Continue the passage on the well-log evaluation of the Mamuniyat reservoir from the point where it stops.

>> Start Extract to read

The data were processed to derive some of the petrophysical parameters, such as cementation factor (m), water resistivity (Rw), and matrix parameters (ρma and ∆Tma), using cross-plots (e.g., Hingle and Pickett cross-plots), and then fed them into the IP software for evaluating the Mamuniyat reservoir. The petrophysical parameters were then calculated using IP software, as described by Serra (2007) and Mohamed (2016). The shale volume (Vshale) was calculated using gamma ray log data. The weighted average neutron and density logs with shale correction were used to calculate porosity. The sonic log was used to calculate accurate primary porosity values. The connate water resistivity was then used to calculate the water saturation. The pay zone petrophysical sums and averages were calculated using a Vshale cut-off of 38%, a porosity cut-off of 9%, and a Sw cut-off of 50%. These cut-off percentages were determined by inspecting the porosity versus Vshale logs and cross-plots.

The input data set as well as the output results deduced from the well-logging parameters using the IP software were displayed in the vertical zone-wise litho-saturation cross-plots. This is to assess the hydrocarbon potentialities of the formation based on the lithological and petrophysical parameters obtained from the IP software for each well separately. This plot is displayed in several tracks, as follows, from left to right: the first track contains logs of gamma ray, caliper, and spontaneous potential. It is followed by the horizon depths and tops in the second and third tracks, respectively. On the fourth track, there is a resistivity log. In the fifth track, the porosity logs are displayed. The output results are depicted in the last two tracks, which represent the effective porosity, oil, and water saturation, as well as the lithological identification analysis obtained from the IP software. It should be noted that the Mamuniyat Formation under consideration is oil-bearing, with no gas.

>> End Extract to read
>> Start Data supplied

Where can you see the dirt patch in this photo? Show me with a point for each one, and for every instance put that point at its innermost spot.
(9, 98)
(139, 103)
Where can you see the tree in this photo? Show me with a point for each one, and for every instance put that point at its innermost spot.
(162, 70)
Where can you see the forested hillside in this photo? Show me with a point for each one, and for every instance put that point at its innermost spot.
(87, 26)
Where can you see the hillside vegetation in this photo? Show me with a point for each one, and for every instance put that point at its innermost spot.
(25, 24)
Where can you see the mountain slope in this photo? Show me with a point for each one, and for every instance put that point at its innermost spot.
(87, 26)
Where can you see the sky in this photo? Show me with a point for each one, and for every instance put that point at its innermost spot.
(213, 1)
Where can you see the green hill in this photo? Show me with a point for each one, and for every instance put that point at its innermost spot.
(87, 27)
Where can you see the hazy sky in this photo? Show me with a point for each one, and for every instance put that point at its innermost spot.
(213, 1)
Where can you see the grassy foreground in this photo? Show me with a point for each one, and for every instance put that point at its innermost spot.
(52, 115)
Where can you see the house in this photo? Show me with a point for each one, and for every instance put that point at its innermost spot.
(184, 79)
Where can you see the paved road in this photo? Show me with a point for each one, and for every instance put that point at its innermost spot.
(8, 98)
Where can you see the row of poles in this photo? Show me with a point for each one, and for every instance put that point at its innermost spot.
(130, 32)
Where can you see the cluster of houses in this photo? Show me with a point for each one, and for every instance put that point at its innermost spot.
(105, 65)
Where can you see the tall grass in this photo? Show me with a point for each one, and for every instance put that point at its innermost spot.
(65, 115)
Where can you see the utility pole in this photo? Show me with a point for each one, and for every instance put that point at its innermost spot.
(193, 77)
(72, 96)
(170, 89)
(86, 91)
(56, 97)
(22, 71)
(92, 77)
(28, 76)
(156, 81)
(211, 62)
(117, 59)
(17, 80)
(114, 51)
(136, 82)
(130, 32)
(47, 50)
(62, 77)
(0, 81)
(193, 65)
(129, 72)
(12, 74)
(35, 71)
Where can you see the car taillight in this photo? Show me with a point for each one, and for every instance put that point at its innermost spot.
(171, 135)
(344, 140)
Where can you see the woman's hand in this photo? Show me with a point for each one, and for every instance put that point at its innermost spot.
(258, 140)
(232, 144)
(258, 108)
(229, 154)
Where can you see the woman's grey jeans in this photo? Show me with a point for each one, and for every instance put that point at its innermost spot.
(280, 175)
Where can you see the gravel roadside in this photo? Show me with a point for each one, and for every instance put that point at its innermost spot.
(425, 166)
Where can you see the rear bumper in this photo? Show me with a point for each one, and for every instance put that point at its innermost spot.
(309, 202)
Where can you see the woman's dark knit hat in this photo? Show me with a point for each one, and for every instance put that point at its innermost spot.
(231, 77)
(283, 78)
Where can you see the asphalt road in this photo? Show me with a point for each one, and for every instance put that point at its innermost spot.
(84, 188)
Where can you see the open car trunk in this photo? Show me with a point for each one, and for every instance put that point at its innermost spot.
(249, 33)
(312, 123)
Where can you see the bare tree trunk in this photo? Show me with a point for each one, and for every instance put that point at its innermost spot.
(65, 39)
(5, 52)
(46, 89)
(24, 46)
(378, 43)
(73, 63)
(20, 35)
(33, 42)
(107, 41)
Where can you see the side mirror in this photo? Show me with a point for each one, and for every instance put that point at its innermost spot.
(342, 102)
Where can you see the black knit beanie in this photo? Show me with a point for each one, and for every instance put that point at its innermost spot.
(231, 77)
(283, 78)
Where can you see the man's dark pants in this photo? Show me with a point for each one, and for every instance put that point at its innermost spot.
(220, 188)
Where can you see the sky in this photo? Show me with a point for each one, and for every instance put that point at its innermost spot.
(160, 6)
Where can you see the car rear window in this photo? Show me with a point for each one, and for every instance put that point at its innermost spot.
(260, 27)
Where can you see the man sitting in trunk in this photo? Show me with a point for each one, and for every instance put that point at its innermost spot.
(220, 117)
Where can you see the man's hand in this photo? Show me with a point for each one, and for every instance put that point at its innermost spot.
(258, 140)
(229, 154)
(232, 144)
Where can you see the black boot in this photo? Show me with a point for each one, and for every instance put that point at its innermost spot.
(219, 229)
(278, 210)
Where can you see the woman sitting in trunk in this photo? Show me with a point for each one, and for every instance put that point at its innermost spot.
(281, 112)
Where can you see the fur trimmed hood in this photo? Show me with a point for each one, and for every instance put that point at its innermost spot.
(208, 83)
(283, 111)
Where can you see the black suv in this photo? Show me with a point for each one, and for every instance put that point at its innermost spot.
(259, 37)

>> End Data supplied

→ **Answer below**:
Analytical cross-plot technique

The values of the matrix parameters (ρma and ∆Tma) were calculated using Hingle’s cross-plot, the oldest resistivity versus porosity cross-plot method. Figure 6 depicts a specific example for well A1. The top line represents the resistivity of water-filled rock (Ro) with Sw = 1. Sw < 1 is represented by the other lines, which decrease clockwise. The intersection of the Ro line and the scale of the x-axis in porosity units determined the matrix parameters. The results showed that the average ρma value is 2.66 gm/cc and the ∆Tma value is 55 µs/f. The points located between the lines (Sw = 100% and Sw = 50%) primarily represent water-bearing zones. The hydrocarbon-bearing zones have mostly been found below the 25% water saturation line. Pickett’s cross-plot (Pickett 1966) is, on the other hand, another efficient common method to use. The true resistivity (Rt) is observed to be a function of porosity (Ø), water saturation (Sw), and cementation factor (m) in this technique (Fig. 7). In this study, it was used to help determine the formation water resistivity (Rw), water saturation, and cementation factor by plotting the porosity with deep resistivity values on two-by-three cycle log-log paper.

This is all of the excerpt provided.